• **Work to be completed**
Find every line below that contains the word "gray", and copy each of those lines out in full.

• **Data for this task**
************
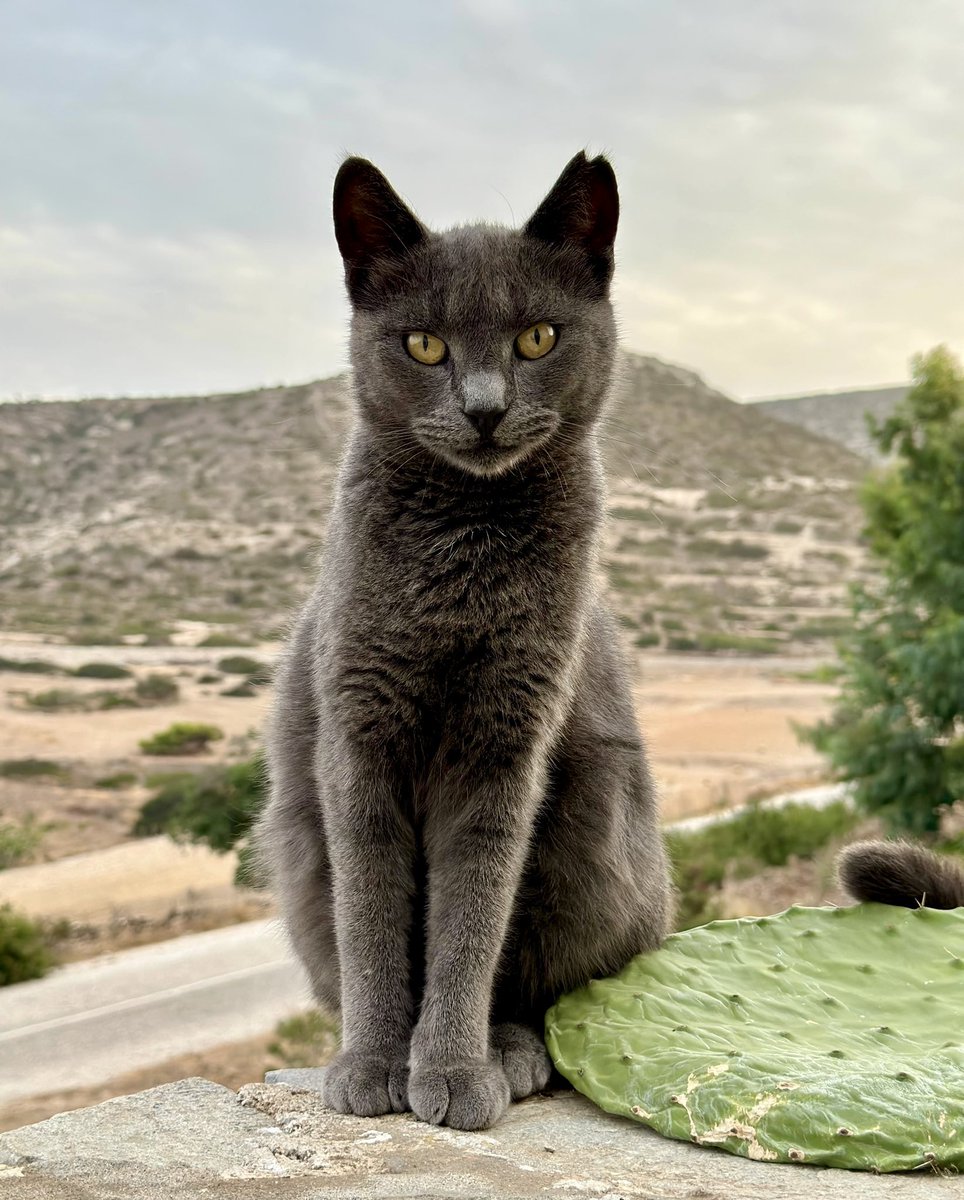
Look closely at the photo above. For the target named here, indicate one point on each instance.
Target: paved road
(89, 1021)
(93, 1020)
************
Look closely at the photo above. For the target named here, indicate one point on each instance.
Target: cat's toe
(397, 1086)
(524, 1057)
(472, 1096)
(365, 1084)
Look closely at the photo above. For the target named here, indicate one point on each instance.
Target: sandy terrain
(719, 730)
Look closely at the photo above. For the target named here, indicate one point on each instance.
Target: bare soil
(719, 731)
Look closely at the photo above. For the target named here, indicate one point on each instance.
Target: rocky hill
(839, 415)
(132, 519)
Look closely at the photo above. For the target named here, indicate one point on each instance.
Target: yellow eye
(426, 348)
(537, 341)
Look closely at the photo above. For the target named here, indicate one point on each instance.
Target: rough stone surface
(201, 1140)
************
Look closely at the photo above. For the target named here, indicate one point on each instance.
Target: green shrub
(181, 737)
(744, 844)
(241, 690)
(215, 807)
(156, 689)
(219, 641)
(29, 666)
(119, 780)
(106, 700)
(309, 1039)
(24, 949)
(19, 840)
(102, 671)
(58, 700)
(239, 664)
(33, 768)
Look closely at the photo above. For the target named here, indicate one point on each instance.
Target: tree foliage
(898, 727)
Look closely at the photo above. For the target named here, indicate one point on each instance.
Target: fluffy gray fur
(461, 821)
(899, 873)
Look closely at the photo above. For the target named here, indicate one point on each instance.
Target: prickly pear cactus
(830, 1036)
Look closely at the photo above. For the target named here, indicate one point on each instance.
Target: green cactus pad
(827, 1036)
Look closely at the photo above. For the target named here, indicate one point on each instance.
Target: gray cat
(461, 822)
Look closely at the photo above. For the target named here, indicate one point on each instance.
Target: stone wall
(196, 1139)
************
• **Finished exercise**
Target: fluffy gray fur
Target: gray cat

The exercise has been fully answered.